_Selected passage:_

Configuring VNCR for 11.2.0.4 Oracle RAC

By default on an Oracle RAC installation, the listeners are configured to allow any database to register with them. There is no security out of the box to determine which databases may register. While this makes it easy to create new databases without worrying about listener registration, this can cause potential problems in a real environment.

This can be dangerous working with RAC environments where the database registers with both a local and remote listener. The local listener is just that - the listener that accepts communications for instances running on that node. The remote listener is generally associated with the Single Client Access Name, or SCAN, feature. SCAN allows databases in a cluster to register with a highly available set of listeners that act as the load balancers for incoming sessions. Database clients connect to a SCAN listener and request access to a SERVICE_NAME, and are then given a local listener to connect to. Oracle's whitepaper on SCAN (http://www.oracle.com/technetwork/products/clustering/overview/scan-129069.pdf) has a good diagram of how this looks:

Oracle SCAN

SCAN listeners are designed to accept registrations from database instances, no matter where the registration is coming from. For example, imagine an 8-node Oracle RAC system with dozens of 2-instance databases spread throughout. Thanks to the LOCAL_LISTENER parameter setting, the instances will register with the listener on the node where they reside. If the REMOTE_LISTENER parameter is set to the SCAN hostname and port, they will also register with the SCAN listeners throughout the cluster. These registrations will occur no matter which node the SCAN listeners reside on - they are configured to accept registrations from anywhere. More on this problem in a moment.

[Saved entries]
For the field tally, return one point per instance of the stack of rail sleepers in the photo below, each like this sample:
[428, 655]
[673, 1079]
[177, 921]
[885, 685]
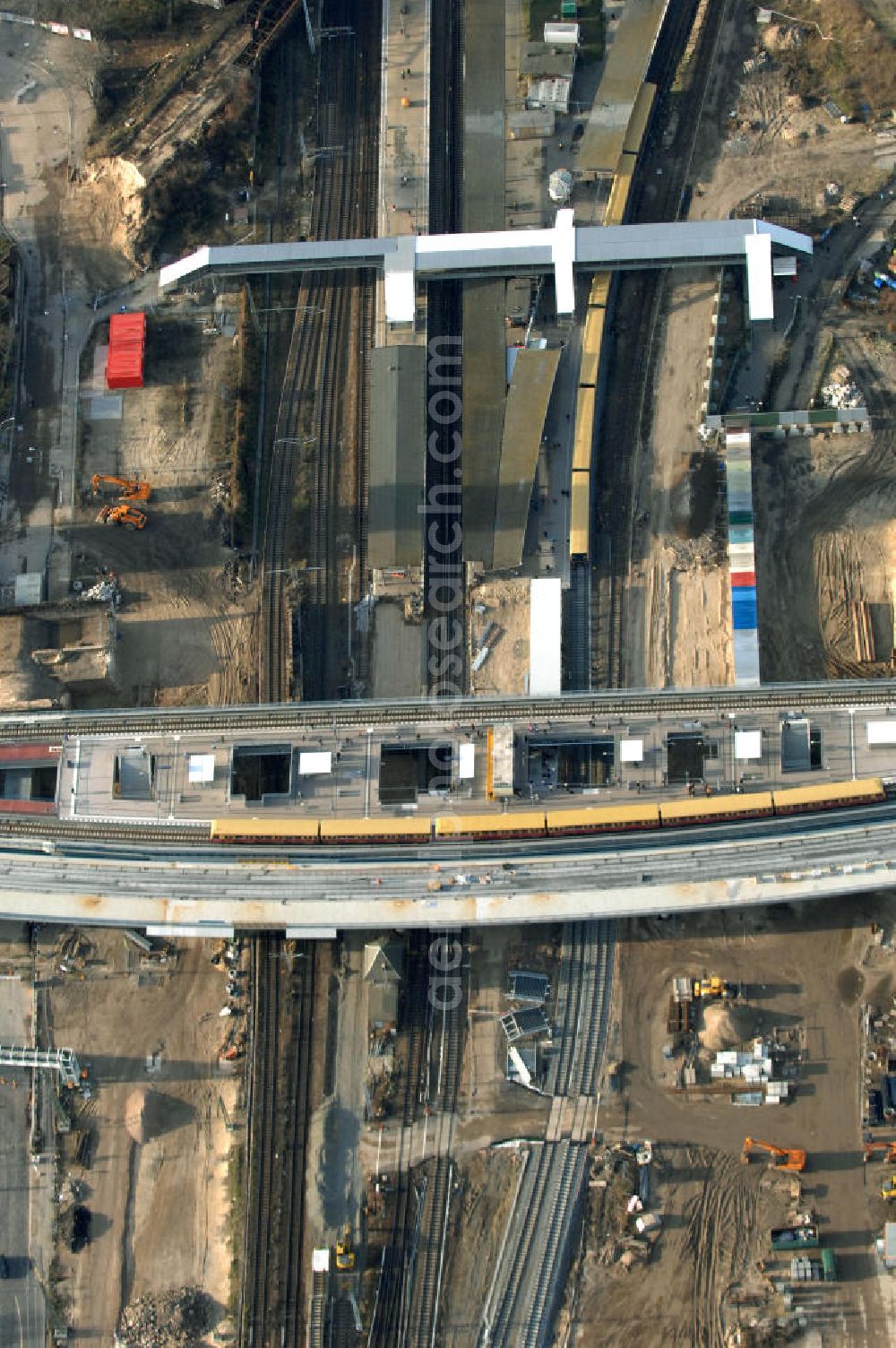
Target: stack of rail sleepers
[127, 344]
[828, 796]
[741, 557]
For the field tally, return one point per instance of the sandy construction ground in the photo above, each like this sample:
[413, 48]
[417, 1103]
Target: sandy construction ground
[159, 1209]
[754, 139]
[809, 967]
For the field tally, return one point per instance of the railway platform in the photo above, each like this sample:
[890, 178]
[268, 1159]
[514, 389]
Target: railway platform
[404, 119]
[419, 770]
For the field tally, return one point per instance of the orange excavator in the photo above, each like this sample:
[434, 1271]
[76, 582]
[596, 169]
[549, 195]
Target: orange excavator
[125, 488]
[880, 1152]
[123, 515]
[783, 1158]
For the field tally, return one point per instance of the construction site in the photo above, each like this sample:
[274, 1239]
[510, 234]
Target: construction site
[222, 492]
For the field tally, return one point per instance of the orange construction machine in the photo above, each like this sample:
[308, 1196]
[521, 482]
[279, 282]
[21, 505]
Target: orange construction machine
[783, 1158]
[880, 1152]
[123, 515]
[125, 488]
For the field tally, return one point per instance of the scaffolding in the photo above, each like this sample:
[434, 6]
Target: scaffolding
[51, 1059]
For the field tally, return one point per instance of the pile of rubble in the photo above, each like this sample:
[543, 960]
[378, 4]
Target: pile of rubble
[842, 390]
[176, 1318]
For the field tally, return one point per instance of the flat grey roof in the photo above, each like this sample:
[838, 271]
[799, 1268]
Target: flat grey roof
[527, 399]
[398, 456]
[627, 62]
[508, 253]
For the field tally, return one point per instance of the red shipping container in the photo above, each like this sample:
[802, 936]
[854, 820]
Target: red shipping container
[127, 329]
[127, 342]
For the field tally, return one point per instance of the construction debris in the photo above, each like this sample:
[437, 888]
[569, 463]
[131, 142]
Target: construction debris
[176, 1318]
[842, 391]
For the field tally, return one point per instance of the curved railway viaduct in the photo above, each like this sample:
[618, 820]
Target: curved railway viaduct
[99, 859]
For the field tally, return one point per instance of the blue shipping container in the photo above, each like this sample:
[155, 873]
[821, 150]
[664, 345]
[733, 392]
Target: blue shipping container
[744, 617]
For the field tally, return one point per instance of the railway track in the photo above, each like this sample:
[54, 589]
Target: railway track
[532, 1267]
[282, 1002]
[444, 326]
[578, 627]
[655, 197]
[290, 1246]
[409, 1292]
[323, 414]
[481, 711]
[256, 1309]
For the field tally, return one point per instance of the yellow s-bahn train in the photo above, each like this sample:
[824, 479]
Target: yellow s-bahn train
[547, 823]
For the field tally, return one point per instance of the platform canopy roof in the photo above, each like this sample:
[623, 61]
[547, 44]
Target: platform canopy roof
[513, 253]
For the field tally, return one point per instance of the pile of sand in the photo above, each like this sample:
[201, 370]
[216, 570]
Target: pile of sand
[725, 1026]
[135, 1115]
[177, 1318]
[109, 197]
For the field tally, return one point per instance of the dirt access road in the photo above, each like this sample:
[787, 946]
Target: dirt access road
[184, 636]
[800, 967]
[678, 609]
[159, 1208]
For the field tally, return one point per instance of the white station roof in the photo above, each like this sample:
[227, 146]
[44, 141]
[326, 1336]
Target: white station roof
[508, 253]
[546, 603]
[200, 769]
[748, 744]
[315, 765]
[880, 733]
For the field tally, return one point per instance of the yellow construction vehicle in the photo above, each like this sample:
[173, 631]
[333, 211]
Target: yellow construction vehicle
[714, 987]
[874, 1149]
[345, 1251]
[783, 1158]
[125, 515]
[125, 488]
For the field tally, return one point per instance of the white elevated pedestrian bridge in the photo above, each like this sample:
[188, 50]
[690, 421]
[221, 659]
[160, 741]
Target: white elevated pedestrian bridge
[564, 249]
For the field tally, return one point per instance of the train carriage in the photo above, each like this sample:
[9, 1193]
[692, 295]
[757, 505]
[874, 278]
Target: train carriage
[412, 829]
[521, 824]
[828, 796]
[236, 829]
[602, 818]
[716, 809]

_Activity list:_
1 – In the Oracle RAC listener article, what feature is the remote listener generally associated with?
2 – Pick up the Oracle RAC listener article after its last sentence and keep writing it.

_Your written answers:_
1 – The Single Client Access Name, or SCAN, feature.

2 –
Whether deliberately malicious or unanticipated, listener poisoning can have detrimental effects that can sometimes be very difficult to diagnose. In some cases, a database on a remote cluster will register with a different cluster, causing connectivity issues. Worse, a database with the same name could cause production traffic to go to the same service on another cluster entirely, causing unexpected issues.

Initially, the solution to this problem was documented in MOS note #1340831.1, which required configuring a wallet for the listener, and secure TCP communication between database instances and the listener. Thankfully, Oracle now supports Valid Node Checking for Registration, or VNCR (MOS Note #1914282.1), in versions 11.2.0.4 and up. Setting this up requires a few parameters in the listener.ora file and bouncing the listeners.

Here's an example of what this looks like in practice. We have 2 RAC clusters, each with their own SCAN hostnames - Cluster A (enk-scan) and Cluster B (enkx4c02-scan). Each cluster has a database named "dbm03" - they are both primary databases that have different data.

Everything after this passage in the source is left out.